*** Records supplied ***

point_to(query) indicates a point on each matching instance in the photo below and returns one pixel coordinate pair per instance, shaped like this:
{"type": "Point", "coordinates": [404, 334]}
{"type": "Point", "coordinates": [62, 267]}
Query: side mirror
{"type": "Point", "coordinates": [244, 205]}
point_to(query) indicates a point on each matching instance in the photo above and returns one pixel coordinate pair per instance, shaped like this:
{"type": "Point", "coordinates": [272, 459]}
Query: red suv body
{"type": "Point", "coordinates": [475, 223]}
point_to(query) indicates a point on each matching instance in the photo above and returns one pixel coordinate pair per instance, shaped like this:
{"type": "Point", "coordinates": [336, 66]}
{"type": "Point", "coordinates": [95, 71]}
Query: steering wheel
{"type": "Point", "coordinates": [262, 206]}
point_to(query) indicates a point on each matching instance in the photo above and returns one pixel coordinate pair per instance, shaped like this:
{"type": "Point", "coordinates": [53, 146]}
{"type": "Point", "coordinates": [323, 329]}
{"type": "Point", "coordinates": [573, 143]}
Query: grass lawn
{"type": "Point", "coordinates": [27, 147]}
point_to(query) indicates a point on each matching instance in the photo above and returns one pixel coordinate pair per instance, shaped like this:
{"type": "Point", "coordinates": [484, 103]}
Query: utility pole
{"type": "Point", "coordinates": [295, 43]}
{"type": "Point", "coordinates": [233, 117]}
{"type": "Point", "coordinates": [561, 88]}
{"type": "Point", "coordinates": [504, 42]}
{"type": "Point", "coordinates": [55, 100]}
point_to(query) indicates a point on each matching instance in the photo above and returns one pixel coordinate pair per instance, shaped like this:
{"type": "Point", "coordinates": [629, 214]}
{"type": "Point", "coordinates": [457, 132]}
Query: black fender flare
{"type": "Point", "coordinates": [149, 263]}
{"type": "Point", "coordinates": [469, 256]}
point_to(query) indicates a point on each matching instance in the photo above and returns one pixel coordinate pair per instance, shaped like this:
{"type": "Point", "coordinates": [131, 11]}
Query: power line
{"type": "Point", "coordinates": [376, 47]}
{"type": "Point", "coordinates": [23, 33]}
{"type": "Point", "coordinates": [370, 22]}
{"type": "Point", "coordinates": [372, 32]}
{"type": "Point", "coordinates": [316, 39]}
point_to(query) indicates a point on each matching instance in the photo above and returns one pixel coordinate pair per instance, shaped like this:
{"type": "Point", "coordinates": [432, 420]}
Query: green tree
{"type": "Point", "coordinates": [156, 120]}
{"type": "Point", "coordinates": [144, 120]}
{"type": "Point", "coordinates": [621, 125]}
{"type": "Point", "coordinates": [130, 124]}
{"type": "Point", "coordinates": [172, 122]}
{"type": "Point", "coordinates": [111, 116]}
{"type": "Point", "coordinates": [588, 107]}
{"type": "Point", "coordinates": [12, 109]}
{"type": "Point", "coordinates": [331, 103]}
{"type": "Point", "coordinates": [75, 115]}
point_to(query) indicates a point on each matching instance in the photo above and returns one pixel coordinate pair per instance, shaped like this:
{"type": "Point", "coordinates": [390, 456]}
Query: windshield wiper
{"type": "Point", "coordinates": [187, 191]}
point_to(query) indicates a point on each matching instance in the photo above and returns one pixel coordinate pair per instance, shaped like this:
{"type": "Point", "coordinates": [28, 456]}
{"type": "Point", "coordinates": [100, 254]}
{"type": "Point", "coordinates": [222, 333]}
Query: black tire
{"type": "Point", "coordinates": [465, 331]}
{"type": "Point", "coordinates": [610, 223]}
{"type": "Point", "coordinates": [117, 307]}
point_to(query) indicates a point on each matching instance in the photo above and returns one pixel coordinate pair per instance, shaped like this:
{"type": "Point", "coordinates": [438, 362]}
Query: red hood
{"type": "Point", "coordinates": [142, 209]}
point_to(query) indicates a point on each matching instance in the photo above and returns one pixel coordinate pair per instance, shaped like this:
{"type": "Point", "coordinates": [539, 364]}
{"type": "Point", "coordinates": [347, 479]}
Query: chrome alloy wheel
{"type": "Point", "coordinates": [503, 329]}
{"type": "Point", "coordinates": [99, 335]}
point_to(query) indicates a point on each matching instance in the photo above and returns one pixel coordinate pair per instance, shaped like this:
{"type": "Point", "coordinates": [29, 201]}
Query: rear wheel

*** End of Records supplied ***

# Directions
No line may be left out; the records are to be transcribed in full.

# Solution for this task
point_to(query) indicates a point on each matching instance in the photo below and returns one pixel coordinate pair per instance, shaped like this:
{"type": "Point", "coordinates": [404, 334]}
{"type": "Point", "coordinates": [62, 267]}
Query: side mirror
{"type": "Point", "coordinates": [244, 205]}
point_to(query) indicates a point on each matching instance in the photo above and returns one pixel coordinate pair per instance, shaped like this:
{"type": "Point", "coordinates": [272, 459]}
Query: red suv body
{"type": "Point", "coordinates": [475, 223]}
point_to(query) indicates a point on each matching instance in the photo above and returns one pixel coordinate pair per instance, shaped like this:
{"type": "Point", "coordinates": [336, 66]}
{"type": "Point", "coordinates": [95, 71]}
Query: steering wheel
{"type": "Point", "coordinates": [262, 206]}
point_to(query) indicates a point on each matching instance in the photo above and returns one pixel coordinate pair per instance, shaped like this:
{"type": "Point", "coordinates": [53, 146]}
{"type": "Point", "coordinates": [323, 329]}
{"type": "Point", "coordinates": [573, 143]}
Query: grass lawn
{"type": "Point", "coordinates": [27, 147]}
point_to(query) indicates a point on each matching instance in the photo above and returns one pixel coordinate pair per instance, shaped like this:
{"type": "Point", "coordinates": [484, 103]}
Query: utility pole
{"type": "Point", "coordinates": [295, 43]}
{"type": "Point", "coordinates": [233, 117]}
{"type": "Point", "coordinates": [561, 88]}
{"type": "Point", "coordinates": [504, 42]}
{"type": "Point", "coordinates": [55, 100]}
point_to(query) indicates a point on each matching instance in the photo above and returns one pixel coordinate pair per instance, shaped like this:
{"type": "Point", "coordinates": [629, 214]}
{"type": "Point", "coordinates": [457, 132]}
Query: black fender flare
{"type": "Point", "coordinates": [149, 263]}
{"type": "Point", "coordinates": [469, 256]}
point_to(query) indicates a point on each matching instance in the photo above and returns one pixel coordinate pair per instance, shaped like this:
{"type": "Point", "coordinates": [131, 11]}
Query: power line
{"type": "Point", "coordinates": [376, 47]}
{"type": "Point", "coordinates": [23, 33]}
{"type": "Point", "coordinates": [370, 22]}
{"type": "Point", "coordinates": [372, 32]}
{"type": "Point", "coordinates": [316, 39]}
point_to(query) indicates a point on each matching instance in the photo above and returns one pixel coordinate pair per instance, shaped like this:
{"type": "Point", "coordinates": [432, 420]}
Query: green tree
{"type": "Point", "coordinates": [156, 120]}
{"type": "Point", "coordinates": [144, 120]}
{"type": "Point", "coordinates": [621, 125]}
{"type": "Point", "coordinates": [130, 124]}
{"type": "Point", "coordinates": [172, 122]}
{"type": "Point", "coordinates": [111, 116]}
{"type": "Point", "coordinates": [588, 107]}
{"type": "Point", "coordinates": [12, 109]}
{"type": "Point", "coordinates": [331, 103]}
{"type": "Point", "coordinates": [75, 115]}
point_to(query) indicates a point on each matching instance in the photo above and returns one pixel coordinate pair per instance, shaped like this:
{"type": "Point", "coordinates": [390, 456]}
Query: windshield wiper
{"type": "Point", "coordinates": [187, 191]}
point_to(query) indicates a point on each matching instance in the photo above and returns one pixel coordinate pair per instance, shaped like this:
{"type": "Point", "coordinates": [28, 456]}
{"type": "Point", "coordinates": [100, 254]}
{"type": "Point", "coordinates": [222, 333]}
Query: black tire
{"type": "Point", "coordinates": [465, 331]}
{"type": "Point", "coordinates": [610, 223]}
{"type": "Point", "coordinates": [117, 307]}
point_to(query) indicates a point on each matching instance in the photo above and returns one pixel coordinate pair per instance, shaped like this:
{"type": "Point", "coordinates": [438, 362]}
Query: red hood
{"type": "Point", "coordinates": [142, 209]}
point_to(query) indicates a point on each matching instance in the photo above and returns one pixel coordinate pair per instance, shaped like this:
{"type": "Point", "coordinates": [539, 364]}
{"type": "Point", "coordinates": [347, 479]}
Query: chrome alloy wheel
{"type": "Point", "coordinates": [503, 329]}
{"type": "Point", "coordinates": [99, 335]}
point_to(query) indicates a point on each matching instance in the photo above and returns one pixel coordinate pair per instance, shaped like this:
{"type": "Point", "coordinates": [29, 201]}
Query: rear wheel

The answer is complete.